:: What you should do ::
Could you copy exactly the lines from the one containing "Task: point to the worn" through the last line of the records below, and nothing else?

Saved entries:
·····

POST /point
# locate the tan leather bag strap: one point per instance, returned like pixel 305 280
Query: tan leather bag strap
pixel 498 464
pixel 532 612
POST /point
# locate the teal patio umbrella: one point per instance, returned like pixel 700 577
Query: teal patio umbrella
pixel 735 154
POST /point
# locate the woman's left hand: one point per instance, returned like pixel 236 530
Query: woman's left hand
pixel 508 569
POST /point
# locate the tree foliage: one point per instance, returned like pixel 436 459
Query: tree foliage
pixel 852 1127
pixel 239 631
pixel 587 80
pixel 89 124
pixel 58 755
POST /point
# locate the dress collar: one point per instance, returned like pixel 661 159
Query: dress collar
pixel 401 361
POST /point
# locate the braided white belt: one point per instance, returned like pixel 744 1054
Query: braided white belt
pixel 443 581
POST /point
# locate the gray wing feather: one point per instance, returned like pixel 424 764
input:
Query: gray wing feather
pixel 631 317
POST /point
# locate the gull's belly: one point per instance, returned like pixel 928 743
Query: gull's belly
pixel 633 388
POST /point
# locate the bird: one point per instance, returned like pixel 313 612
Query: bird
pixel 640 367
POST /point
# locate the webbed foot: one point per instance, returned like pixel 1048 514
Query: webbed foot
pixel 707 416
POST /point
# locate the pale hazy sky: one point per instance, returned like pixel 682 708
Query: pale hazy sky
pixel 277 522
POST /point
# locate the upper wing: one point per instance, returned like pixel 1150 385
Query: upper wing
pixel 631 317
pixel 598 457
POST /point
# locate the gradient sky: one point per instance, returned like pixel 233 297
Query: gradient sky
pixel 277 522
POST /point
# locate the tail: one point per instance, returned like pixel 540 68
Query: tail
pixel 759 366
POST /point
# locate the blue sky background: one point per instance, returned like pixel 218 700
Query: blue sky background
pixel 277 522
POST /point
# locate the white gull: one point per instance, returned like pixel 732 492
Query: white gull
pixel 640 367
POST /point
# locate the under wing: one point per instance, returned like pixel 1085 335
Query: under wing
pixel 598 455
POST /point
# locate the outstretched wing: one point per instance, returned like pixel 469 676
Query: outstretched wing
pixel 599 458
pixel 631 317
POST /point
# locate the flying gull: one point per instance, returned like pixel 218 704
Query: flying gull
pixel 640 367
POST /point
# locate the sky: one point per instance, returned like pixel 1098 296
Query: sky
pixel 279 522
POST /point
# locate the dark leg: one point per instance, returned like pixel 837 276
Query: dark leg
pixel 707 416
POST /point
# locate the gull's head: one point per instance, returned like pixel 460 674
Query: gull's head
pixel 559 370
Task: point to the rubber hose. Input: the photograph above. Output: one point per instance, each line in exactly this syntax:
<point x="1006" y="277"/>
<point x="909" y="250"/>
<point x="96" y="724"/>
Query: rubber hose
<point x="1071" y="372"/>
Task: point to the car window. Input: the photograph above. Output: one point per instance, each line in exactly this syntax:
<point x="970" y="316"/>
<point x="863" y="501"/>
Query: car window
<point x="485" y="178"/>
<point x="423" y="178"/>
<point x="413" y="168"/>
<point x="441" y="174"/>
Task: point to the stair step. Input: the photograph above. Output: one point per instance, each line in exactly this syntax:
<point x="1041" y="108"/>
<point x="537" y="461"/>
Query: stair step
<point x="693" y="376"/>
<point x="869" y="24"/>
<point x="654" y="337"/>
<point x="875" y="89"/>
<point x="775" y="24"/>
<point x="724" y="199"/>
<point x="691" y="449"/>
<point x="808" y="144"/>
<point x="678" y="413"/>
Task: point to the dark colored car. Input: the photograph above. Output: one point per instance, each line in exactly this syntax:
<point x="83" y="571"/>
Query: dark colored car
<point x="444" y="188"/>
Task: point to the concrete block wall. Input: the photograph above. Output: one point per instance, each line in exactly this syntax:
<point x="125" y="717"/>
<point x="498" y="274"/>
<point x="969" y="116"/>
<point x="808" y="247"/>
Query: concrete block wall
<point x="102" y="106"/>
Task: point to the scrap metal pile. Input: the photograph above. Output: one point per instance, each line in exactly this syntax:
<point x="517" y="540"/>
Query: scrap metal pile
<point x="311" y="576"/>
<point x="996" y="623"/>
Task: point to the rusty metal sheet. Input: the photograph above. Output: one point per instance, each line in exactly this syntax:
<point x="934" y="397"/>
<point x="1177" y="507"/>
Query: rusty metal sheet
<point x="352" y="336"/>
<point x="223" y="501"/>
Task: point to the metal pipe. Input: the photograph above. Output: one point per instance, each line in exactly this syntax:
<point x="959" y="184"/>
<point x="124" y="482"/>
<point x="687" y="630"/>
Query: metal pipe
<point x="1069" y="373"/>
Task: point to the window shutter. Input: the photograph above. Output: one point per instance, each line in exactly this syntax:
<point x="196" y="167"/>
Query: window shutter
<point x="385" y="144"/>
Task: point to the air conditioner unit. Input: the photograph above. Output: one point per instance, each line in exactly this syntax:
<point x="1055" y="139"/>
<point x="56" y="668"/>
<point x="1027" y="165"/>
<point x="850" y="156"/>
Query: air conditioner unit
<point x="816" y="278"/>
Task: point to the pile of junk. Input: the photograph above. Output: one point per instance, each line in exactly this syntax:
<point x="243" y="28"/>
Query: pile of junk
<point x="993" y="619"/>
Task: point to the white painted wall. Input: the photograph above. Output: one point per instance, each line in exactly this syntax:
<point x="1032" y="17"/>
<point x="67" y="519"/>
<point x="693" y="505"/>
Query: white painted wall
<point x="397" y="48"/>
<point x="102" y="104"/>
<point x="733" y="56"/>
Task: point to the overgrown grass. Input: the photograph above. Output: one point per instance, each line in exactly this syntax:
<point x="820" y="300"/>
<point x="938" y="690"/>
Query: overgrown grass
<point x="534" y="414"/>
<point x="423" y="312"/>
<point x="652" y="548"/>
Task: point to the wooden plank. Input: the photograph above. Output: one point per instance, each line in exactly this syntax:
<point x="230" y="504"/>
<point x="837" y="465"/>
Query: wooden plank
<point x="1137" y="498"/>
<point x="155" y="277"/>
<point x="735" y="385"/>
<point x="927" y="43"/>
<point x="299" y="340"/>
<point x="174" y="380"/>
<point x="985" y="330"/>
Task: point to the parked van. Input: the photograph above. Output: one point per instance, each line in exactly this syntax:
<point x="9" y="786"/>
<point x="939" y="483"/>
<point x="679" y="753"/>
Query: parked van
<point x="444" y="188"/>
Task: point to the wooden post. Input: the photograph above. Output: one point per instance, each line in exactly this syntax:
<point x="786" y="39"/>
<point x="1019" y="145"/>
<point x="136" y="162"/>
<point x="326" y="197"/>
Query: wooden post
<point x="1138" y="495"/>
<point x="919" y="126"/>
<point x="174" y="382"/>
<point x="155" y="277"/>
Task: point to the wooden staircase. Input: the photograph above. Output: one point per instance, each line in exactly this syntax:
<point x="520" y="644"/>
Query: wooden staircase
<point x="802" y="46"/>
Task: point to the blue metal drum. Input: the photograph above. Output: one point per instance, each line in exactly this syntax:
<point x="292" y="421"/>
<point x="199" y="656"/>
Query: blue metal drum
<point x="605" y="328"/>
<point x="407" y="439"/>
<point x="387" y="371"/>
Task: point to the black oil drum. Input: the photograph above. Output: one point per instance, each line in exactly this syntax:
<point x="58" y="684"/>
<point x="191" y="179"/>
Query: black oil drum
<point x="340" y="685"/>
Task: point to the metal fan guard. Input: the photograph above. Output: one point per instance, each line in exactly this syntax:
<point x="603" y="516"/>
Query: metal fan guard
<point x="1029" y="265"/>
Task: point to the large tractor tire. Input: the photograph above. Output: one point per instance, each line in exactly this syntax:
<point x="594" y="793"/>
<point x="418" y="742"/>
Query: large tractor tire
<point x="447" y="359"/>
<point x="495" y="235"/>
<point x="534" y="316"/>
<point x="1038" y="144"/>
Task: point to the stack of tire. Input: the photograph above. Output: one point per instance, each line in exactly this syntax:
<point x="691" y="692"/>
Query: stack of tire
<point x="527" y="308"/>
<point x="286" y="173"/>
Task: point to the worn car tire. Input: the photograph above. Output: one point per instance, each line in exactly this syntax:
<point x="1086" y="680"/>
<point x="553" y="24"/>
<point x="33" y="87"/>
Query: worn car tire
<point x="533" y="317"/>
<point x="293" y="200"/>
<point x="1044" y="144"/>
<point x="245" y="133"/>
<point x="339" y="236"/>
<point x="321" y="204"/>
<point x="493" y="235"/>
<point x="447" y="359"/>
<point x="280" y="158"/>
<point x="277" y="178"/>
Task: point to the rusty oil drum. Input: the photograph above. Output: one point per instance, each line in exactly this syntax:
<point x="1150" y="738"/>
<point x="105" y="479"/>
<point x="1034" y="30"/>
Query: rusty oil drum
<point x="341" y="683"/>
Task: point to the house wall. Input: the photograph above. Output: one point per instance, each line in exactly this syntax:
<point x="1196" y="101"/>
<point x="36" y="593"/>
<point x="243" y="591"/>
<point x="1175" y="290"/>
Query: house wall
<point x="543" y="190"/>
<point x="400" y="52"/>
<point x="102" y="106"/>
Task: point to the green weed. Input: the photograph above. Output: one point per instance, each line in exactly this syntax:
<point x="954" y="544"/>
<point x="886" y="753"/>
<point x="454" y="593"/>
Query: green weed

·····

:: Exercise solution ::
Task: point to the worn car tire. Input: the photograph above. Output: one point per instance, each line in exactly this syntax:
<point x="1086" y="680"/>
<point x="553" y="24"/>
<point x="33" y="87"/>
Query: worn car tire
<point x="533" y="317"/>
<point x="293" y="200"/>
<point x="1044" y="144"/>
<point x="245" y="133"/>
<point x="339" y="236"/>
<point x="321" y="204"/>
<point x="493" y="235"/>
<point x="447" y="359"/>
<point x="280" y="158"/>
<point x="277" y="178"/>
Task: point to the rusty oil drum. Input: the photograph above. Output: one point per instance, each line in exactly this syntax:
<point x="1150" y="738"/>
<point x="105" y="479"/>
<point x="1034" y="30"/>
Query: rusty oil drum
<point x="341" y="683"/>
Task: point to the house wall. Input: the photograph above. Output: one point per instance, each line in exactly this syntax:
<point x="1196" y="101"/>
<point x="36" y="593"/>
<point x="243" y="591"/>
<point x="1175" y="290"/>
Query: house wall
<point x="543" y="190"/>
<point x="400" y="52"/>
<point x="102" y="106"/>
Task: point to the green weed. Input: the photograph above. Output: one point per instance, each line in exactly this syntax:
<point x="954" y="544"/>
<point x="886" y="753"/>
<point x="454" y="593"/>
Query: green weed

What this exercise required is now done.